TRECHO DO TEXTO:
★ ★ ★ ★ ★ ★ ★

Varian Fry organizou em Marselha, no verão de 1940, uma rede clandestina de fuga conseguindo salvar das mãos nazistas personalidades como Marc Chagall, Hannah Arendt, Marcel Duchamp, Jacques Lipchitz, Wilfredo Lam, Max Ernst e André Breton.

No verão de 1940, a França de Vichy concordou em prender e extraditar para a Alemanha todos os que se opunham ao regime nazista e que, nos anos anteriores à eclosão da Segunda Guerra Mundial, vindos de todas as partes da Europa, haviam-se refugiado na França.A maioria dos refugiados era composta por judeus, entre os quais artistas, intelectuais de renome e cientistas – indivíduos especialmente vulneráveis por causa de sua proeminência. Homens e mulheres que, durante a primeira metade do século XX, fizeram da Europa o dínamo cultural do mundo.

Cientes do iminente perigo que essas pessoas corriam, membros de uma organização privada americana decidiram que algo precisava ser feito para salvá-los antes que fosse tarde demais. Sabiam que esconder-se era praticamente impossível para tais personalidades e que, se não fossem salvas rapidamente, eram enormes as chances de serem capturadas e deportadas da França. Alguém precisava entrar em território francês, encontrar tais pessoas e fazer o que fosse necessário para tirá-las da região.

Quem aceitou a tarefa, apesar de sua total inexperiência, foi um jovem jornalista chamado Varian Fry. Formado em Letras por Harvard, Fry não possuía treinamento na área militar ou de espionagem. Era um jovem culto, conhecedor de vinho e de artes plásticas, editor de um jornal em Nova York. Adorava ler poesias e observar os pássaros. Até desembarcar em Marselha naquele verão de 1940, nada em sua vida poderia fazê-lo antever que se tornaria herói.

★ ★ ★ ★ ★ ★ ★

DADOS FORNECIDOS:

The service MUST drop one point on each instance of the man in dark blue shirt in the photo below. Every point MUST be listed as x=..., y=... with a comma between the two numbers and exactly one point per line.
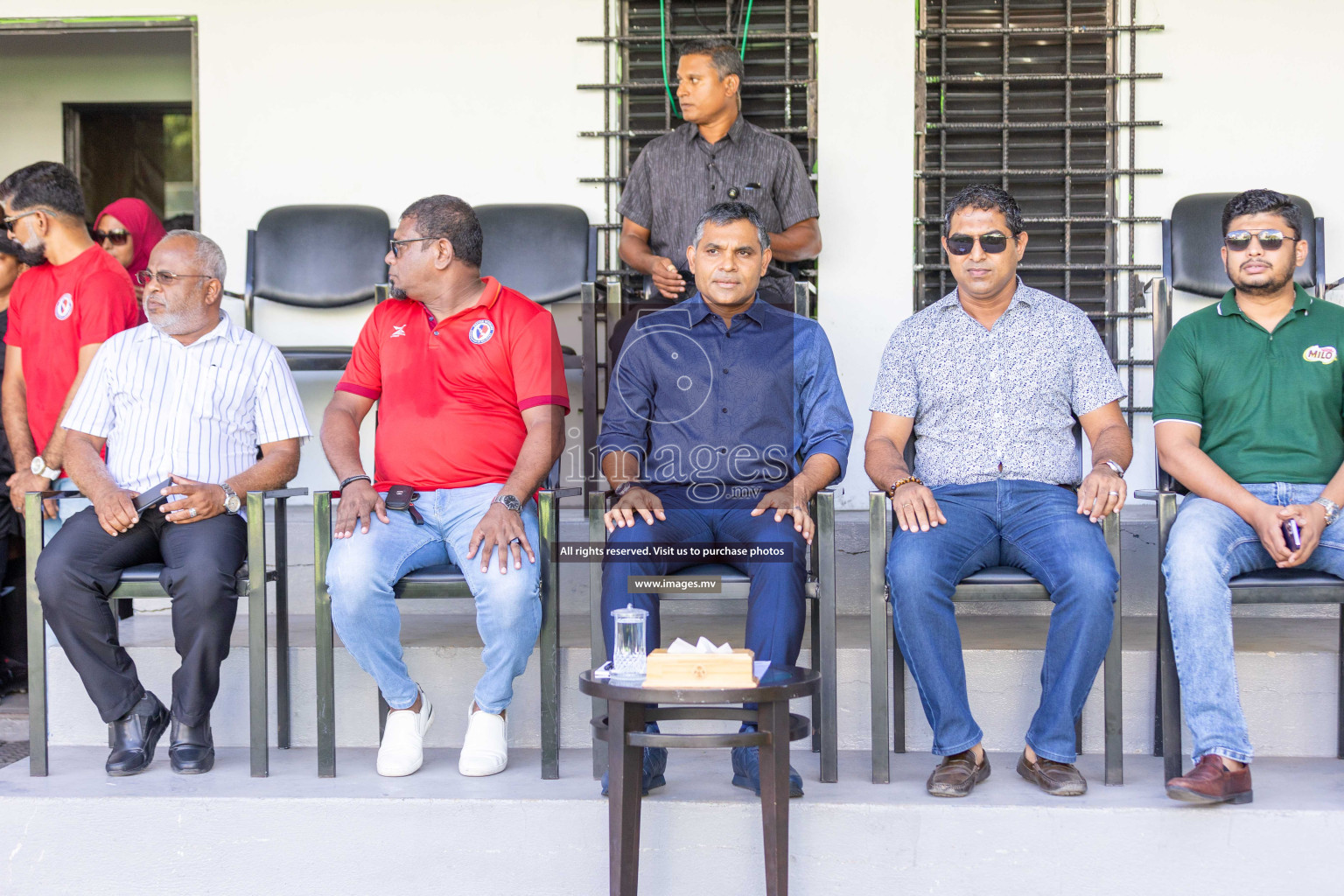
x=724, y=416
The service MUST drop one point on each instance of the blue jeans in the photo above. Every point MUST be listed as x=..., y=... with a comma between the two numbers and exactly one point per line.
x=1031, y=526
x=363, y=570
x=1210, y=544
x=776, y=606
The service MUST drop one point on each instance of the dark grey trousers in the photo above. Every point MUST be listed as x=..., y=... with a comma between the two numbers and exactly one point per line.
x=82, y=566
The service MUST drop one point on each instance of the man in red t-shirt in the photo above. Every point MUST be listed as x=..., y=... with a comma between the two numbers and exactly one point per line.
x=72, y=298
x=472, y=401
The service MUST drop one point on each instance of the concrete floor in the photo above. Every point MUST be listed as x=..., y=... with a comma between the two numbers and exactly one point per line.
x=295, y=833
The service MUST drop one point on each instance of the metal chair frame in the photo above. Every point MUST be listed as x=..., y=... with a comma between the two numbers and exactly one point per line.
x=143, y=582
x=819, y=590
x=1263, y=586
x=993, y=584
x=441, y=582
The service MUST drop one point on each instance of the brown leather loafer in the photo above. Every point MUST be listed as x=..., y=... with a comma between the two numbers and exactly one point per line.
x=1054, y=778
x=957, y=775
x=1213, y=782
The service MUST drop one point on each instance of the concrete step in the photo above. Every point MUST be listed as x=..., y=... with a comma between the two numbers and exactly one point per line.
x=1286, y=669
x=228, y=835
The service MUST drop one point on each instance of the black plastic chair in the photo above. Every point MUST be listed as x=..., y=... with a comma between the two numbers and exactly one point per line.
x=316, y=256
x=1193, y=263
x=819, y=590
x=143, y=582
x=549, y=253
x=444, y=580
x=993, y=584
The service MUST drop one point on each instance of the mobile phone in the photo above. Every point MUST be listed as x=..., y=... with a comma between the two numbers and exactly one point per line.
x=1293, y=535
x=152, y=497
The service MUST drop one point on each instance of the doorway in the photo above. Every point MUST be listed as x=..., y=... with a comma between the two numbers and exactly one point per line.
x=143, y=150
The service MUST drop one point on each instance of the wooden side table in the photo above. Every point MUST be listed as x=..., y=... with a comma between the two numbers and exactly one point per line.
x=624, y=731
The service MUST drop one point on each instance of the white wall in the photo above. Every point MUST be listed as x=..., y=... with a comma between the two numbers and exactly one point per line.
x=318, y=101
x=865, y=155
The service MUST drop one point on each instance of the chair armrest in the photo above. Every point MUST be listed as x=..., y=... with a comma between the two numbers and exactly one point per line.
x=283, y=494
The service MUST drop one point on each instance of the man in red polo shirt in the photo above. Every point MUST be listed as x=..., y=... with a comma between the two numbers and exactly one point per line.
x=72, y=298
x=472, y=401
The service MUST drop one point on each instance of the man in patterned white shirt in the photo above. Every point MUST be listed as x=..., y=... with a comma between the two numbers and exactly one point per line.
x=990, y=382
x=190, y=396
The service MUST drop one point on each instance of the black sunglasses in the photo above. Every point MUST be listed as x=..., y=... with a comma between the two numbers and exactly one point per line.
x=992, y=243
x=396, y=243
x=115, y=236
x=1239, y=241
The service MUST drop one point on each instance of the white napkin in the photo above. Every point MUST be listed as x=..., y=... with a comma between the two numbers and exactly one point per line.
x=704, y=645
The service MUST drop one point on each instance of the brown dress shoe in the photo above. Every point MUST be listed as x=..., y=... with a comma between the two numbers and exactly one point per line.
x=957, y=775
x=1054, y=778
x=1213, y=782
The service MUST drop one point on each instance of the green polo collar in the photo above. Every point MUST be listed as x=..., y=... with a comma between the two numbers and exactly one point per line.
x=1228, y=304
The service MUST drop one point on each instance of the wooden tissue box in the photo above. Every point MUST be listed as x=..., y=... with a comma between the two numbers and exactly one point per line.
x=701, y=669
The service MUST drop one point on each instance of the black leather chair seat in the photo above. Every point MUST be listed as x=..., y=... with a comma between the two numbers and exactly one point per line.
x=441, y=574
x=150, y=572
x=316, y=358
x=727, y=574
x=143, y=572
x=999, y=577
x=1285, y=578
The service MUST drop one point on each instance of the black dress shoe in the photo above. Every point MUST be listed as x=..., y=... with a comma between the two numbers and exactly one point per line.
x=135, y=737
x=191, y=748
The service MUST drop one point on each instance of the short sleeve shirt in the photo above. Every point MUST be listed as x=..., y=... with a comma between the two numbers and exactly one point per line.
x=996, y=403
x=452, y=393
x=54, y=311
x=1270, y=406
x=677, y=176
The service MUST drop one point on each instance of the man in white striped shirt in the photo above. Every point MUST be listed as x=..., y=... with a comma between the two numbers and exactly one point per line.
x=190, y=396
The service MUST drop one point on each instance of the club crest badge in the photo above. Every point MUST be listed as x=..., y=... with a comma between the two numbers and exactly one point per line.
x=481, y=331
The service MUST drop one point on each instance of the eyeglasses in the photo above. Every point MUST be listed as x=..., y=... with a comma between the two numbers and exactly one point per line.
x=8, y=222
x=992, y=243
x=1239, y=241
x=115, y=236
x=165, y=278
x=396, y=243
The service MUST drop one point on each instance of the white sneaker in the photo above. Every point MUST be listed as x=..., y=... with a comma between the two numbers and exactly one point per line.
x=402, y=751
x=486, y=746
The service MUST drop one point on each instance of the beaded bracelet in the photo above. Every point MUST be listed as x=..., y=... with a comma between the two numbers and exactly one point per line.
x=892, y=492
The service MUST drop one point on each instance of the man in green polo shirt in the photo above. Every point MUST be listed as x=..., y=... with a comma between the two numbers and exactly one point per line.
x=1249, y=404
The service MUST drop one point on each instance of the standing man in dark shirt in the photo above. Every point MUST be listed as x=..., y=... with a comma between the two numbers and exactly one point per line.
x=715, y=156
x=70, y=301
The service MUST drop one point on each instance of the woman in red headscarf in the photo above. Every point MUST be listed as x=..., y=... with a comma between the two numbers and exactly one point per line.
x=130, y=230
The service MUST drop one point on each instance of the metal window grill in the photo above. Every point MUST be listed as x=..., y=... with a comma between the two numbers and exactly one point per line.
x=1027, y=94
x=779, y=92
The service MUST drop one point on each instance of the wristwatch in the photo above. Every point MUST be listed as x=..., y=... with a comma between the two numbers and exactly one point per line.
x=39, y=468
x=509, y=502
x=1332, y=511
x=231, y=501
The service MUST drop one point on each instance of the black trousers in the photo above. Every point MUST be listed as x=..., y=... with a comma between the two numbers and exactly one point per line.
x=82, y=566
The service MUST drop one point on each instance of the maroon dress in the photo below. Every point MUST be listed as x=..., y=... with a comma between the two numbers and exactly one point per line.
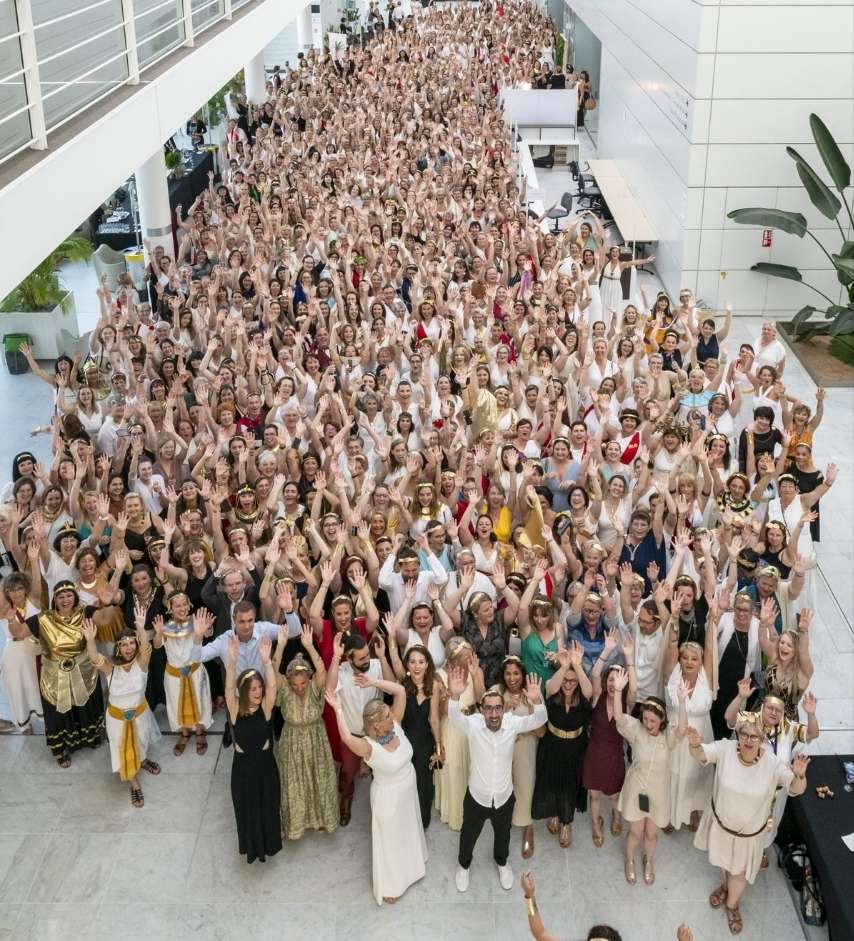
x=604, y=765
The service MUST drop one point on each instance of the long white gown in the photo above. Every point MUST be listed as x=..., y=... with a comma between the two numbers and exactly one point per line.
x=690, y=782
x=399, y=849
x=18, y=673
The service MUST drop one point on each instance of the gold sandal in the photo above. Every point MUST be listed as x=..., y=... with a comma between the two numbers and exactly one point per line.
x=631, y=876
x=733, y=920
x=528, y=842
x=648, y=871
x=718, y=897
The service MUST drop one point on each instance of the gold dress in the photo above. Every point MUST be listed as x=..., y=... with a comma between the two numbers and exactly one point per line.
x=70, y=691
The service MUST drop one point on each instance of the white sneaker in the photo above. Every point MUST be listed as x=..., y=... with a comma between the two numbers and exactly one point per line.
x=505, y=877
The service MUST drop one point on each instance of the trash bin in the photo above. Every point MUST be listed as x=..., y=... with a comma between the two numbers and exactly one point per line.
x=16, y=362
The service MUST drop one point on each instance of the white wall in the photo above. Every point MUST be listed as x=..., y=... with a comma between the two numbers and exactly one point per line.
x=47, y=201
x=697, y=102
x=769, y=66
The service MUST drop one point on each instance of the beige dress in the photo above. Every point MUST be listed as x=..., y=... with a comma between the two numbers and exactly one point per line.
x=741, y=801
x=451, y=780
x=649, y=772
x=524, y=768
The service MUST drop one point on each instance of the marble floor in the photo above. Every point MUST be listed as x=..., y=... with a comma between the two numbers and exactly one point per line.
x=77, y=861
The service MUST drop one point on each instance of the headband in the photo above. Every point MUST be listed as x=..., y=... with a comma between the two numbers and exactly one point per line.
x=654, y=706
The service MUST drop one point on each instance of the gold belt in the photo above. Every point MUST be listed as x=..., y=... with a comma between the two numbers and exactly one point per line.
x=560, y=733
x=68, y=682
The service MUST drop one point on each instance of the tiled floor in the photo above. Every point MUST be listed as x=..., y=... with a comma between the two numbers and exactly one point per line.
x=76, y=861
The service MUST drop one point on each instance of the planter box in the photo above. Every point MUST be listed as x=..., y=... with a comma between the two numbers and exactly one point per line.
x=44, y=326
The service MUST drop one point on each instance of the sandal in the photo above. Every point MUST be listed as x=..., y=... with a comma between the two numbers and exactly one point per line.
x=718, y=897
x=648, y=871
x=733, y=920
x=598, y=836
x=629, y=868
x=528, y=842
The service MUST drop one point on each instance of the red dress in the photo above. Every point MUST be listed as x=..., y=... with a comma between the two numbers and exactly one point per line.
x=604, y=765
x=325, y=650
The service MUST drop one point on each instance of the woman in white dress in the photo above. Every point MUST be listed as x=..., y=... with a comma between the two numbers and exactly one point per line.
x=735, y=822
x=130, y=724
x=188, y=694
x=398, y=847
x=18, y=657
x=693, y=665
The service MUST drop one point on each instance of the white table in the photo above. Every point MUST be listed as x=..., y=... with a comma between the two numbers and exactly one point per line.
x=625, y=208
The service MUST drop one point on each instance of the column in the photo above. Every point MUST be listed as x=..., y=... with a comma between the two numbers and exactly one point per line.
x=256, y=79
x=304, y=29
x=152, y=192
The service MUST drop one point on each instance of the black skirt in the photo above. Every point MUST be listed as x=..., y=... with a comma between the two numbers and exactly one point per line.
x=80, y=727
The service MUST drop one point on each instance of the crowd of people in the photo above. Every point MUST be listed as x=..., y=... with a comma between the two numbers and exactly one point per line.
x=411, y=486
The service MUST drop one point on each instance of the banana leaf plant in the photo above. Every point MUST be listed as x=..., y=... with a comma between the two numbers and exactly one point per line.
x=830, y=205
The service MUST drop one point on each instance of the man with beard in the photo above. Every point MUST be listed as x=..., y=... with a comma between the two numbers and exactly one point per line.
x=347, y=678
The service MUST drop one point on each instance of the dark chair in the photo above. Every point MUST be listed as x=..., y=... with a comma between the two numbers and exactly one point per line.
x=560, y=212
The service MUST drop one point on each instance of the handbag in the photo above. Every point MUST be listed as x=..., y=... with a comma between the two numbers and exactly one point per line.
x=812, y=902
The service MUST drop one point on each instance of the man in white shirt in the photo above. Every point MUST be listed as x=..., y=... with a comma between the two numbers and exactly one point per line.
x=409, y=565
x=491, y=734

★ ★ ★ ★ ★ ★ ★

OBJETIVO DO EXERCÍCIO: Redigite o trecho sobre Varian Fry entre "Varian Fry organizou" e "e André Breton.", inclusive. As linhas não são necessárias para realizar esta tarefa.

SOLUÇÃO DO PROBLEMA:
Varian Fry organizou em Marselha, no verão de 1940, uma rede clandestina de fuga conseguindo salvar das mãos nazistas personalidades como Marc Chagall, Hannah Arendt, Marcel Duchamp, Jacques Lipchitz, Wilfredo Lam, Max Ernst e André Breton.